**Work required**
Your output must consist solely of the lines from the one containing "(1317,443) (no space after the comma)." through the end of the records, reproduced exactly.

Point annotation dataset records
-*-

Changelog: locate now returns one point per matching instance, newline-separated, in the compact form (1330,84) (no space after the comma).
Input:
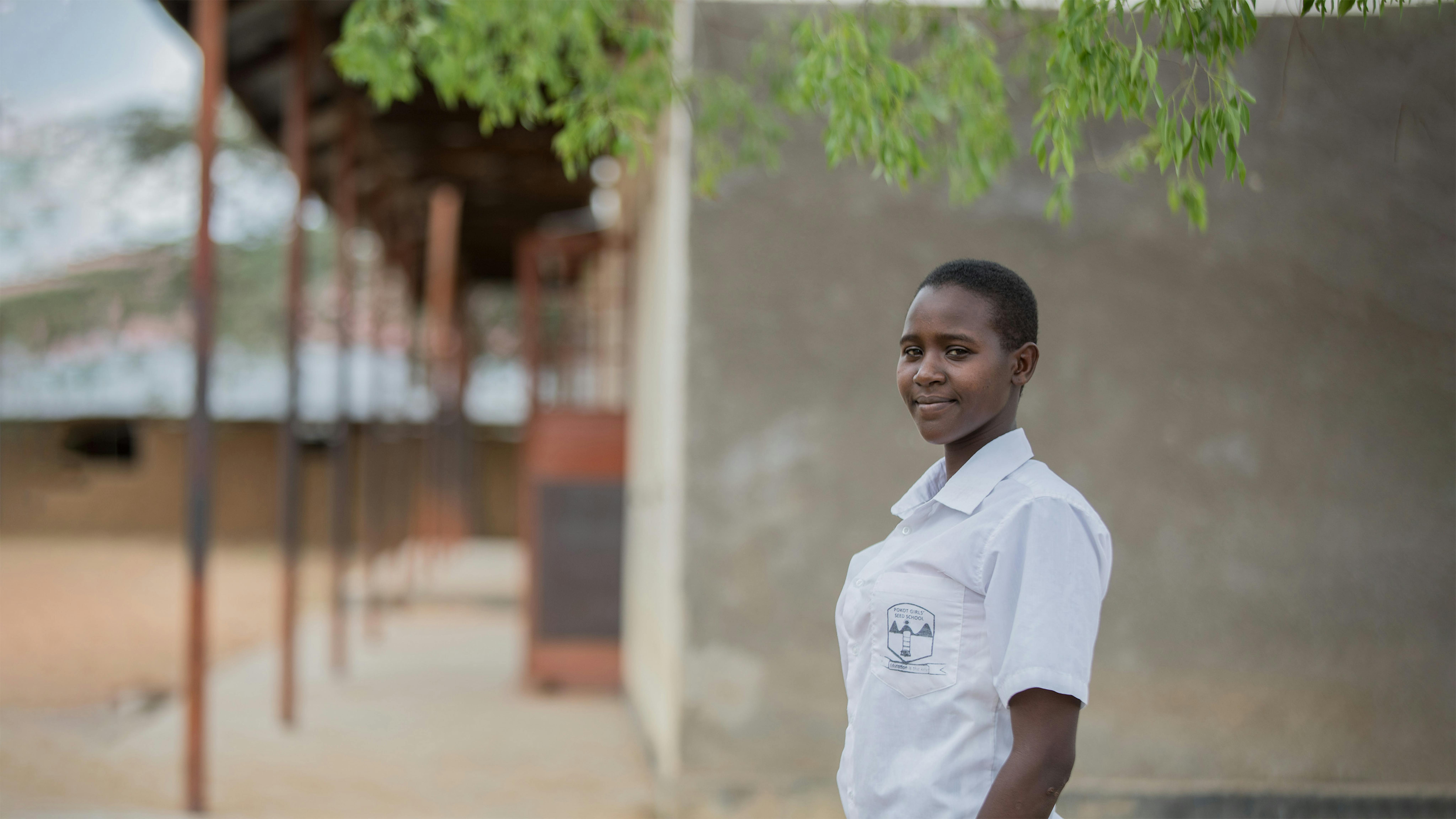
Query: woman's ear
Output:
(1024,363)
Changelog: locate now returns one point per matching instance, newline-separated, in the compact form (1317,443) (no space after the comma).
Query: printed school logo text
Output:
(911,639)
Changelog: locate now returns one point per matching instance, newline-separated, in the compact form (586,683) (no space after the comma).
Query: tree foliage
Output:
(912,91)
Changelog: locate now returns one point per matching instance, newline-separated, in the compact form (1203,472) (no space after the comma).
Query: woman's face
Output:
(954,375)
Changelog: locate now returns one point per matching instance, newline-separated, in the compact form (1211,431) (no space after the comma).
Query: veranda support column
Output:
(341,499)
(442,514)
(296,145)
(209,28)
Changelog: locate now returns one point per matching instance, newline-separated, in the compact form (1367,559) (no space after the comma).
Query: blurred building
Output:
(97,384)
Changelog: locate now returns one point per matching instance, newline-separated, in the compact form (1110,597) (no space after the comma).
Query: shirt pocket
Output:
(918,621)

-*-

**Solved exercise**
Changelog: locate now returns one point per matching instance, newline-separated, in the compact form (1317,443) (no space after the comma).
Query: printed school logo text
Output:
(911,639)
Changelog: locate now returns one point per matching instance, newline-separated, in the compact form (586,683) (no space after the comma).
Query: tree foliage
Output:
(912,91)
Changelog: locate now returns one point per matching instance, newline-separated, in the compact form (1203,472) (no space after the comma).
Query: woman's face
Output:
(954,375)
Changelog: locate now returns one point per matching instance, newline-separated, in the compact form (1211,431) (no space after the comma).
Query: veranda support column
Output:
(341,499)
(442,514)
(296,145)
(209,28)
Changelog: locate now returns one point per matching instance, newline-separated, in the compact form (1367,559) (no space after the comma).
Query: blurred building
Output:
(97,384)
Changelog: locate now returns one point per matching instance, newline-separated, in the compact form (1110,597) (no space after the comma).
Query: shirt pocket
Output:
(918,621)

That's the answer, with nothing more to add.